[What is expected] Give the listing below again in full, exactly as written.
**** Data provided ****
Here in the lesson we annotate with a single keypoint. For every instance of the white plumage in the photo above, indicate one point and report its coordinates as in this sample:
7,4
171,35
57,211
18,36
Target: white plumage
****
[Expected output]
Here in the lesson we annotate with a single keypoint. For every instance of the white plumage in the photo above, indicate one point and report its coordinates as in this sample:
7,4
171,35
57,211
18,36
Target: white plumage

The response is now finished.